# [Problem details]
Could you output each line of the data that follows exactly?

[Point placement records]
***

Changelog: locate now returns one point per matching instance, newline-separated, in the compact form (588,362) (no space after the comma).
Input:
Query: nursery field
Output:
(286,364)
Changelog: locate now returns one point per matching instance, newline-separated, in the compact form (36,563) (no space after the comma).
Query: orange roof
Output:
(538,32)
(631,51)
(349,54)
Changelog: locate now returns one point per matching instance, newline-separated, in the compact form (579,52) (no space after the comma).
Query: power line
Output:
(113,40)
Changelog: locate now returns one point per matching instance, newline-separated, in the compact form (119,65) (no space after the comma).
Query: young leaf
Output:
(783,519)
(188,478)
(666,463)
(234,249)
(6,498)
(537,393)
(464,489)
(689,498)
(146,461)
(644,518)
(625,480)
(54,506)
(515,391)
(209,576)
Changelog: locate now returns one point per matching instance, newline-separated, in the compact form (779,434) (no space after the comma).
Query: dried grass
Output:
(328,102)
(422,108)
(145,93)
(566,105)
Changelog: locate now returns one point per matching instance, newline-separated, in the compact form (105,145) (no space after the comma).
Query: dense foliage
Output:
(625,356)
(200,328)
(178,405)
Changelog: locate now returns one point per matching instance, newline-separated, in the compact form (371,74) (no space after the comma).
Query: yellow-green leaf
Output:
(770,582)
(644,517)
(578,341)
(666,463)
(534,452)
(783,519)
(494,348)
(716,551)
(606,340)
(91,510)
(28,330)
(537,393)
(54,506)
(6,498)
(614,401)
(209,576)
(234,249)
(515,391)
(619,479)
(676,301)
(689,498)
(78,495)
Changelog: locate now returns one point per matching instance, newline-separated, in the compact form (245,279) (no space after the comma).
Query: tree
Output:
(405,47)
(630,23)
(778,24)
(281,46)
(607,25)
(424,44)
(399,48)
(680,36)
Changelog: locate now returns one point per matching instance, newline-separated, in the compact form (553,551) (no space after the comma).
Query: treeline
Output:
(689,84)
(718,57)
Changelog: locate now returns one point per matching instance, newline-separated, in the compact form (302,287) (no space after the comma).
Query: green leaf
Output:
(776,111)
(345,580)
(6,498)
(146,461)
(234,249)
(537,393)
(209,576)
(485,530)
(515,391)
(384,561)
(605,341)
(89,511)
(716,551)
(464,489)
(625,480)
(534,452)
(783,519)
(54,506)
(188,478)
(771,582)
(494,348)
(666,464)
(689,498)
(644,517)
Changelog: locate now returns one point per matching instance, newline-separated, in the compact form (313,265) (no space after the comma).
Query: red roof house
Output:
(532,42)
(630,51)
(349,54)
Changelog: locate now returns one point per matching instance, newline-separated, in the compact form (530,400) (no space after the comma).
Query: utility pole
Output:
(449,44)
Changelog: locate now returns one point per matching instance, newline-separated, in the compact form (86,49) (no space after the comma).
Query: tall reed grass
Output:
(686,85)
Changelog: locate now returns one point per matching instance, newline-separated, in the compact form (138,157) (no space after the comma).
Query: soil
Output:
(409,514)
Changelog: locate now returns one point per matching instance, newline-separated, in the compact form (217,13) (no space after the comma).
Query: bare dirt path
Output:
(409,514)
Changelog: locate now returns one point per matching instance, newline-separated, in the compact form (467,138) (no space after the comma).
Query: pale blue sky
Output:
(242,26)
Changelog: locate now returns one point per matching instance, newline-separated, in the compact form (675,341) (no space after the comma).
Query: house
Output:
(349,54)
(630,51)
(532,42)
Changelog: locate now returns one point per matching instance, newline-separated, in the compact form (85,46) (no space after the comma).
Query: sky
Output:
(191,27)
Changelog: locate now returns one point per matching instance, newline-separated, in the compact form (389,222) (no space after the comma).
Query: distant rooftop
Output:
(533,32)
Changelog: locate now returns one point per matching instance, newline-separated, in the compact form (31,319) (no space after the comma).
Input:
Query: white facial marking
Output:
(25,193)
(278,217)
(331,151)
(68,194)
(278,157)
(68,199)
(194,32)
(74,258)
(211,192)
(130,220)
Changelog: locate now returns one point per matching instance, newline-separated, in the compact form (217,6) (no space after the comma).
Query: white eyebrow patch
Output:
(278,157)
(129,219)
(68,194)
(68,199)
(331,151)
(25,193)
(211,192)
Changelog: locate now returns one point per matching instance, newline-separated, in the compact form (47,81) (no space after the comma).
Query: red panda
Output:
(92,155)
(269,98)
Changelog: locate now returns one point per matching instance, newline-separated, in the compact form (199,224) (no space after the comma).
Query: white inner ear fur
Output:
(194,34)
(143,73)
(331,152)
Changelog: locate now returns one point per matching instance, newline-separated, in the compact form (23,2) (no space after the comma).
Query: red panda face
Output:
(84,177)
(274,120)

***

# [Final answer]
Changelog: locate now returns one point per matching instance, newline-separated, in the compact form (588,362) (no space after the comma).
Input:
Query: nursery field
Output:
(286,364)
Changelog: locate now returns one point per matching instance, newline-separated, in the compact form (36,563) (no space after the comma).
Query: orange roof
Output:
(538,32)
(631,51)
(349,54)
Changelog: locate now returns one point per matching instance, newline-separated, in the compact form (579,52) (no space after the comma).
Query: power line
Output:
(113,40)
Changelog: locate now returns one point per matching instance, newline-separated, in the compact form (119,65) (no space after the comma).
Query: young leaf
Output:
(783,519)
(188,478)
(666,463)
(234,249)
(6,498)
(537,393)
(464,489)
(689,498)
(146,461)
(644,518)
(625,480)
(54,506)
(515,391)
(209,576)
Changelog: locate now returns one point per matching instance, newline-separated, in the compact form (779,434) (no space after the comma).
Query: dried grass
Output:
(328,102)
(422,108)
(145,93)
(566,105)
Changelog: locate now returns one point per matching instance, newline-separated, in the compact form (105,145) (no space after the comma).
Query: dense foliage
Output:
(625,356)
(200,328)
(178,405)
Changelog: locate now returns one point per matching instance, newline-separated, in the compact form (371,74) (no space after the comma).
Query: yellow-green leaf
Output:
(770,582)
(644,517)
(578,341)
(666,463)
(534,452)
(783,519)
(494,348)
(716,551)
(606,340)
(91,510)
(28,330)
(537,393)
(54,506)
(6,498)
(614,401)
(209,576)
(234,249)
(515,391)
(619,479)
(676,301)
(689,498)
(78,495)
Changelog: locate now returns one point per matching instance, newline-separated, in the compact form (245,279) (no space after the comma).
Query: tree
Output:
(405,47)
(630,23)
(778,24)
(281,46)
(607,25)
(424,44)
(399,48)
(680,36)
Changelog: locate now returns one point per matching instance, newline-separated, in the compact form (553,551) (no space after the comma).
Query: treeline
Output:
(689,84)
(718,57)
Changelog: locate now returns one point per matching instance, newline-separated, in the compact form (302,287) (no space after the comma).
Query: green leaf
Output:
(776,111)
(345,580)
(6,498)
(146,461)
(234,249)
(537,393)
(209,576)
(485,530)
(515,391)
(384,561)
(605,341)
(89,511)
(716,551)
(464,489)
(625,480)
(534,452)
(783,519)
(54,506)
(188,478)
(771,582)
(494,348)
(666,464)
(689,498)
(644,517)
Changelog: locate now returns one point per matching instance, newline-separated, in the compact form (313,265) (no space after the comma).
Query: red roof house
Output:
(532,42)
(630,51)
(349,54)
Changelog: locate now returns one point per matching instance, newline-separated, in the compact form (530,400) (no space after the comma).
Query: utility pole
Output:
(449,44)
Changelog: locate now returns one point per matching instance, newline-separated, in the compact form (86,49) (no space after the comma).
Query: tall reed grass
Output:
(686,85)
Changelog: locate now returns one point per matching instance, newline-separated, in the compact form (138,157) (no space after the comma).
Query: soil
Output:
(409,514)
Changelog: locate now returns one point per matching instance, newline-separated, in the compact form (217,13) (no space after the comma).
Query: bare dirt path
Output:
(409,514)
Changelog: locate now returns one point per matching instance, newline-separated, in the compact form (467,138) (no space after the comma).
Query: pale blue sky
Output:
(242,26)
Changelog: locate now returns one point per matching instance, newline-separated, in the compact form (675,341) (no space after the comma).
Query: house
Output:
(349,54)
(630,51)
(532,42)
Changelog: locate now returns one point per matching instance, newline-separated, in the compact form (85,46) (no space after the comma).
Query: sky
Output:
(191,27)
Changelog: locate now returns one point per matching instance, newline-separated, in the compact form (389,222) (no space after the comma).
Query: distant rooftop
Output:
(533,32)
Changelog: locate now returns one point per matching instance, newline-separated, in the compact form (31,319) (no space after the comma).
Input:
Query: white facial marking
Output:
(25,193)
(278,217)
(331,151)
(68,194)
(278,157)
(68,199)
(194,32)
(74,258)
(211,192)
(130,220)
Changelog: locate now returns one point per matching instance, newline-separated, in the compact form (217,6) (no space after the comma).
Query: white eyebrow patch
Output:
(278,157)
(129,219)
(68,194)
(68,199)
(331,151)
(25,193)
(211,192)
Changelog: locate now returns one point per matching instance, newline-separated, in the compact form (47,81) (no space after the comma).
Query: red panda
Output:
(92,155)
(269,98)
Changelog: locate now returns one point per matching instance, newline-separated, in the compact form (199,224) (no space after the comma).
Query: white inner ear fur
Output:
(194,34)
(143,73)
(331,152)
Changelog: locate now returns one point per matching instance, newline-separated, in the compact form (23,2) (no space after the comma).
Query: red panda face
Output:
(84,177)
(274,120)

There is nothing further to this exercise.